## TASK OBJECTIVE
Return every line of the records below unchanged, leaving out the pictures.

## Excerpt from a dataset
------------------------

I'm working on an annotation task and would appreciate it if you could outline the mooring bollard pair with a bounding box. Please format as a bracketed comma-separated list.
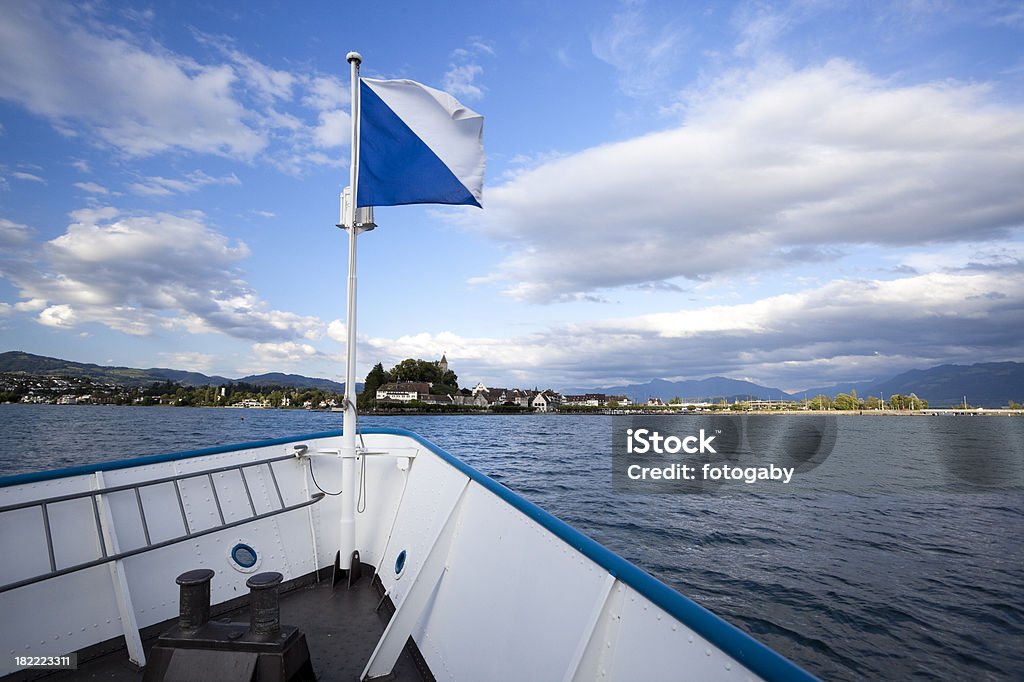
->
[175, 568, 284, 639]
[142, 568, 316, 682]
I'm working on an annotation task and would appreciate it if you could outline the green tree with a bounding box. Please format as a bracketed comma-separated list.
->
[357, 363, 394, 410]
[833, 391, 860, 410]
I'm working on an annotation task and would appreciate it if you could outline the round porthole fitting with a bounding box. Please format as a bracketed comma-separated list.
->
[227, 542, 262, 573]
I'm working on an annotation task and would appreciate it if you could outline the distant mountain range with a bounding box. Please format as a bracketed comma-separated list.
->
[0, 350, 1024, 408]
[563, 361, 1024, 408]
[0, 350, 352, 393]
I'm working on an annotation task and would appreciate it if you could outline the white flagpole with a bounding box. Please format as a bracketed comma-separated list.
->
[339, 52, 362, 580]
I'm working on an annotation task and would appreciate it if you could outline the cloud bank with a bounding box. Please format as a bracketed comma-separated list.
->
[462, 60, 1024, 302]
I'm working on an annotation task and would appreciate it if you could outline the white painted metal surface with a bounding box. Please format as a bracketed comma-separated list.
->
[0, 430, 809, 680]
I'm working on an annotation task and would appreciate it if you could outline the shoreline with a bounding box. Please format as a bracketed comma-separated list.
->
[0, 402, 1024, 417]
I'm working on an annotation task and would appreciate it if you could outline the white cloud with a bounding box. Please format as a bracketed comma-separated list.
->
[359, 262, 1024, 390]
[0, 202, 326, 342]
[128, 170, 242, 197]
[74, 182, 111, 195]
[313, 110, 352, 148]
[39, 303, 78, 329]
[11, 171, 46, 184]
[442, 37, 495, 99]
[327, 319, 348, 343]
[0, 218, 32, 249]
[160, 351, 220, 373]
[459, 61, 1024, 301]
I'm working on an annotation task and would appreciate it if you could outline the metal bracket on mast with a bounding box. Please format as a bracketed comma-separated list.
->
[337, 187, 377, 235]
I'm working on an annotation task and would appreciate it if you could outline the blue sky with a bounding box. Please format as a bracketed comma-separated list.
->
[0, 0, 1024, 390]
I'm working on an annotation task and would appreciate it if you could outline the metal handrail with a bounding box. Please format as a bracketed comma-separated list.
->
[0, 455, 325, 594]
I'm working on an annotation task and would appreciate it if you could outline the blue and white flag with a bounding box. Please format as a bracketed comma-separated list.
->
[356, 78, 483, 207]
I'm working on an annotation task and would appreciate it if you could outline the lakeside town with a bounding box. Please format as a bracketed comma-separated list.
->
[0, 355, 1024, 415]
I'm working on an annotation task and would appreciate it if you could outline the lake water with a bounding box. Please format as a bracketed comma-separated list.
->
[0, 404, 1024, 680]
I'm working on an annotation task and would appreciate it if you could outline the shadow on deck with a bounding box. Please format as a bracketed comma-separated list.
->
[14, 574, 433, 682]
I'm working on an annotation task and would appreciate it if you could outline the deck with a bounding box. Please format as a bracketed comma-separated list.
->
[12, 577, 433, 682]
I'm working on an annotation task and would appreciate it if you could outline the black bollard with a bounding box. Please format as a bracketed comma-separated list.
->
[246, 571, 284, 639]
[175, 568, 215, 633]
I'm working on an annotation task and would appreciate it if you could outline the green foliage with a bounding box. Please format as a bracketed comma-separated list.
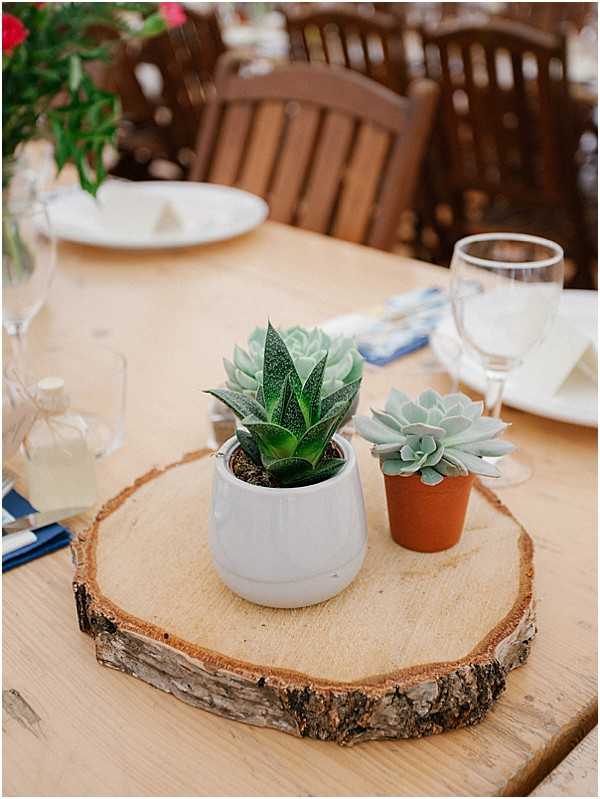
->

------------------------

## REPLY
I'm working on an annotation task and would appreciate it if you could outline the mooring bollard pair with a bounding box. Please format as a bracketed comma-separated list.
->
[175, 568, 284, 639]
[142, 568, 316, 682]
I'm working on an annotation task and would appreciate it if you could outline the green tree with a bounding box. Please format as a bracketed comma-separated list.
->
[357, 363, 394, 410]
[833, 391, 860, 410]
I'm working on an annotation task and would appreciate it if you could outline the round porthole fitting with a bounding box. Please format as a bracketed comma-separated list.
->
[227, 542, 262, 573]
I'm working on an annotation task and would appreciate it if you could outline the distant mountain range with a bounding box. Please format as a bracketed comma-separated list.
->
[0, 350, 1024, 408]
[563, 361, 1024, 408]
[0, 350, 352, 393]
I'm working on an annotation task and would appreciate it if you could outline the white flagpole with a bounding box. Please format as a bracketed comma-separated list.
->
[339, 52, 362, 580]
I'm working on an annotation task and would appreciate it if you could outline the cloud bank with a bounding box. Please format as a bracketed comma-separated list.
->
[462, 60, 1024, 302]
I'm working on an annotation task and would appreciate it if you could outline the white painted metal surface with a bounding box. Please format as a bracketed comma-separated list.
->
[0, 430, 809, 680]
I'm working on an annotation task and would appreciate it if you could outline the shoreline with a bounding box. Please format as a bracketed comma-separated list.
->
[0, 402, 1024, 417]
I'm working on an annotation task and would appreciate it if you could outline the white cloud with a bounding box. Please format as a bracketed comma-separated list.
->
[359, 262, 1024, 390]
[0, 202, 326, 342]
[128, 170, 242, 197]
[74, 182, 111, 195]
[313, 110, 352, 148]
[39, 303, 78, 329]
[11, 171, 46, 184]
[442, 37, 495, 99]
[327, 319, 348, 343]
[0, 218, 32, 249]
[160, 351, 220, 373]
[459, 61, 1024, 301]
I'm working on an annotation task and would appreciate it if you could outline the metal bracket on mast with a bounding box. Please format as a bracketed comma-separated list.
->
[337, 187, 377, 235]
I'm working on an annotation task and would appreciate it if you could outline the blue sky with a bounding box. Please format as a bracketed comma-separated list.
->
[0, 0, 1024, 390]
I'm working on an annotation task and would appreciate it if you could outline the metal handrail with a bounding box. Please format as a bracketed comma-separated list.
->
[0, 455, 325, 594]
I'm working on an annotation task and would appreciate it if you could outline the blue and white flag with a bounding box. Please format as a bracketed comma-separated list.
->
[356, 78, 483, 207]
I'm working on an annotation task and would appreciate it if you could outline the lakeside town with a bounding box. Please format as a bracketed comma-separated list.
->
[0, 355, 1024, 415]
I'm working on an annotation task and would appreciate it if you could outline the lake water with a bounding box. Please format as a bracketed comma-separated list.
->
[0, 404, 1024, 680]
I'm working on an annotation task and would appreciate it if you could outline the shadow on deck with a bounding box. Please format as a bracketed comma-separated list.
->
[14, 574, 433, 682]
I'm working on an annotation task and would appreciate it if you could outline the deck with a bounding box. Please format as a bracketed comma-separated list.
->
[12, 577, 433, 682]
I'm working on an annotation task and would appreciate it if you could outline the black bollard with a bounding box. Please format as a bracketed comma-separated list.
->
[246, 571, 284, 639]
[175, 568, 215, 633]
I'm working on an annotation task and would appreciate it if you could outline the green foliage with a bounding box. Please format as a bracketed comma-separated list.
->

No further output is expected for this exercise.